SHORT PROBLEM: Reproduce the stretch of entries from the line that contains "for dark speck" through the line that contains "[288,176,308,199]", changing "agronomist" to "farm manager" and leaving everything else unchanged. Return only those lines, and omit the pictures.
------------------------------
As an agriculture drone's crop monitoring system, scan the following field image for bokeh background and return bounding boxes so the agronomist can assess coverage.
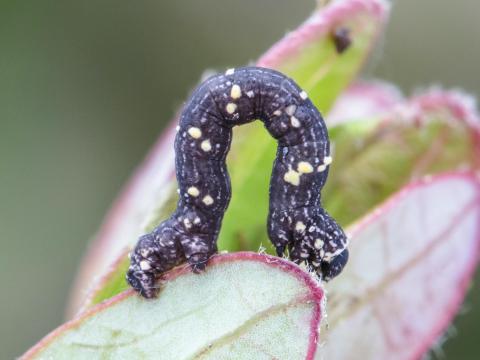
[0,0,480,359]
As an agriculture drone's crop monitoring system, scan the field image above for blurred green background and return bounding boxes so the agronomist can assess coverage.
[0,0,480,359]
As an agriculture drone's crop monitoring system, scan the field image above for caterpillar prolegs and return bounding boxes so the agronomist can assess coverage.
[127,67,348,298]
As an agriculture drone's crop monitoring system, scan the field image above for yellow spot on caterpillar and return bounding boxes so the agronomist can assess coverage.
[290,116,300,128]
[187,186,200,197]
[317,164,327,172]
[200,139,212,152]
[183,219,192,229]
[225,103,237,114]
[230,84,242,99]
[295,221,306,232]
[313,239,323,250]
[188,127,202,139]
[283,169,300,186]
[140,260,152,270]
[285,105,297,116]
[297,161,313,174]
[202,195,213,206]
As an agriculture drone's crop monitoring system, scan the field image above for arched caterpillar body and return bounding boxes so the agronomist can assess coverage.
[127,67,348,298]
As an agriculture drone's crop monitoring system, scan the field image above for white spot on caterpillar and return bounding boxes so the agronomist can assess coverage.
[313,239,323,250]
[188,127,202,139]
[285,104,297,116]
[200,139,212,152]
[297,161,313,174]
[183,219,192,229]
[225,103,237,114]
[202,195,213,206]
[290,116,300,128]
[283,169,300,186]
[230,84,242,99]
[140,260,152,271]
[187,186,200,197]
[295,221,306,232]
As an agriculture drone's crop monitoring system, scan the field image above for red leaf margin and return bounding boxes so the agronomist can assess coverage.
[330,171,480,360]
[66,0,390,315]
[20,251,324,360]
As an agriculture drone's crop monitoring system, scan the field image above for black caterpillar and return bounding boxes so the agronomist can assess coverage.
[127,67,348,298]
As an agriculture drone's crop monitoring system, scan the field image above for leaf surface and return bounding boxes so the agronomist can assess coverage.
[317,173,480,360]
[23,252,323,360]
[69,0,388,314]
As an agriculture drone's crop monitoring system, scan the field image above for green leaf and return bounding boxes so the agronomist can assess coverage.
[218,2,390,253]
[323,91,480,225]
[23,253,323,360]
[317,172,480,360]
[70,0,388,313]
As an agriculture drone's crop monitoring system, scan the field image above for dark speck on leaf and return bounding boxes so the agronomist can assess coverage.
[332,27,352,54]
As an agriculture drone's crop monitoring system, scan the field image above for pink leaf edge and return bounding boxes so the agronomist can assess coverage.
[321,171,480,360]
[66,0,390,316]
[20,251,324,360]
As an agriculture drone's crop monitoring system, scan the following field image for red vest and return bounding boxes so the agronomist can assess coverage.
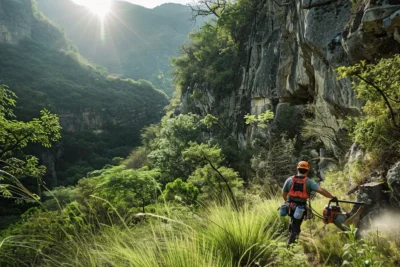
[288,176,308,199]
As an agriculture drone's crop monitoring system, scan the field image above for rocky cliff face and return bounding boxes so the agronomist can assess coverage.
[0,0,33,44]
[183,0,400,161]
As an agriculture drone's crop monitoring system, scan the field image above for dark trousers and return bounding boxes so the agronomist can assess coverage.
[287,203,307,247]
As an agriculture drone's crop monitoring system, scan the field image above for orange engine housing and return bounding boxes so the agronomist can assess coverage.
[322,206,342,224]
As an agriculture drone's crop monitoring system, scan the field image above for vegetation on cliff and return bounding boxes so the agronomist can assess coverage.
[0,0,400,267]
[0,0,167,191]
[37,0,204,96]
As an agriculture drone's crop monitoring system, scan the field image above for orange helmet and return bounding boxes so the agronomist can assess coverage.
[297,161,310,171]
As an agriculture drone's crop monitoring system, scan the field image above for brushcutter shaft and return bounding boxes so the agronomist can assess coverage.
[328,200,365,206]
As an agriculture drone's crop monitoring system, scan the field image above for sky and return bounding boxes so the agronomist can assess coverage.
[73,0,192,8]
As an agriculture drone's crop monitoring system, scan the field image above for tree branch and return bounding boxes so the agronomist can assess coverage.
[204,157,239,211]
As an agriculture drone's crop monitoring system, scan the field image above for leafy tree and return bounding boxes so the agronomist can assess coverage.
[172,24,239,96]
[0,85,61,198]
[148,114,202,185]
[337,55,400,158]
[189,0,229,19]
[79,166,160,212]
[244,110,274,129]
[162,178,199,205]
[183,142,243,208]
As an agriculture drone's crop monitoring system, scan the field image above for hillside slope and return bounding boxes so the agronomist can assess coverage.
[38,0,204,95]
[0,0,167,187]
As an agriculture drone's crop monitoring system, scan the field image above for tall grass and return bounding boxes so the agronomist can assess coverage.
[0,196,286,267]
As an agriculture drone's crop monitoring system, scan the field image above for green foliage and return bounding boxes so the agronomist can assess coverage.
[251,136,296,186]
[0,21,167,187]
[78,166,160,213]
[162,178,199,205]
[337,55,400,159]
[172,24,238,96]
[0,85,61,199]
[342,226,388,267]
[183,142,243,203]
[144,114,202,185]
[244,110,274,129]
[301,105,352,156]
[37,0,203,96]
------------------------------
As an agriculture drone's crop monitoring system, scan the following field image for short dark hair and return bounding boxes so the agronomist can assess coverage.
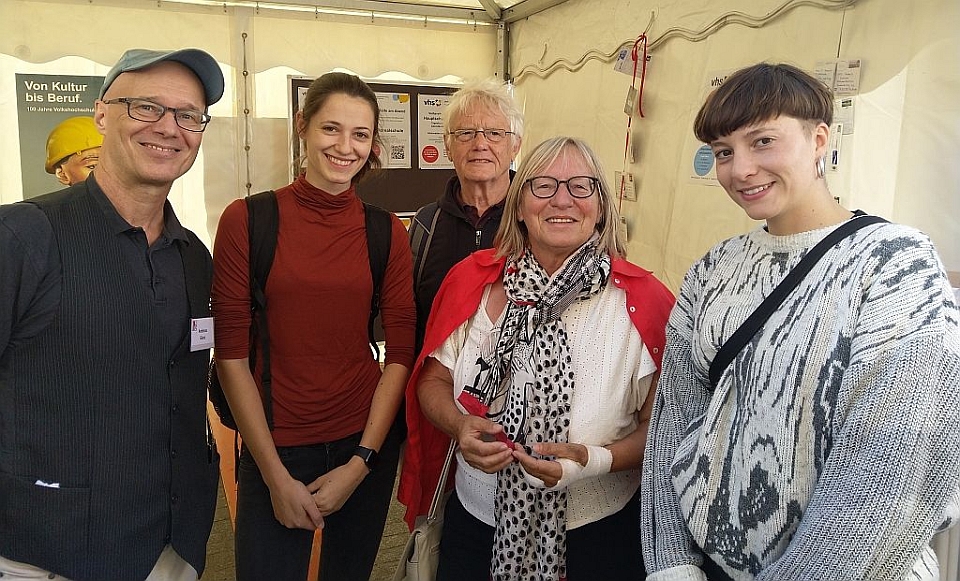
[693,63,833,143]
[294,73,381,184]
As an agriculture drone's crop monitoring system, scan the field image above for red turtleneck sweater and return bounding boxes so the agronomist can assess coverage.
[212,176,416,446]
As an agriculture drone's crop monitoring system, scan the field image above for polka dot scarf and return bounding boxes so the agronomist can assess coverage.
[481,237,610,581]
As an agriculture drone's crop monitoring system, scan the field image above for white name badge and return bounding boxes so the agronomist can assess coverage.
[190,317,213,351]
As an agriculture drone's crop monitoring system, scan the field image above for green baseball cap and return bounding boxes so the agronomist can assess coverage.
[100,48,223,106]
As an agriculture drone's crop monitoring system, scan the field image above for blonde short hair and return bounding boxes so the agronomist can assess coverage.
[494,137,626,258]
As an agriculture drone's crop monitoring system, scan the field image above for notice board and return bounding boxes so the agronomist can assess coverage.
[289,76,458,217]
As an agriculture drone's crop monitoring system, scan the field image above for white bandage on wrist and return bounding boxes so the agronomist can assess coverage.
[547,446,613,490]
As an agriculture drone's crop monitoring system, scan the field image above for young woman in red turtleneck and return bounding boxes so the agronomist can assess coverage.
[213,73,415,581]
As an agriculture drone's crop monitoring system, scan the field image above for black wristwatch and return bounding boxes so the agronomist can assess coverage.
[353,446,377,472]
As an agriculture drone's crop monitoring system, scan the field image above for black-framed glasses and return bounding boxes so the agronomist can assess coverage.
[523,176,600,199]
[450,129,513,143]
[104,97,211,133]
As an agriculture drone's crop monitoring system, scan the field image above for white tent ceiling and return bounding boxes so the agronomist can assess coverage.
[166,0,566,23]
------------------------------
CORRECT RESULT:
As an agriculture drone's crop monitoring system, scan the field image above for dark speck on leaf and return bounding boxes so the farm manager can assess coverage.
[332,27,352,54]
As an agriculture drone's crop monitoring system, scan the field image above for pink leaf edge and return bounding boxes so the farm manager can assess coverage.
[321,171,480,360]
[66,0,390,316]
[20,251,324,360]
As an agriculture drone's crop monitoring system, scan the following field image for red vest and return bounding boxes so the farm manager can assess coverage.
[288,176,308,199]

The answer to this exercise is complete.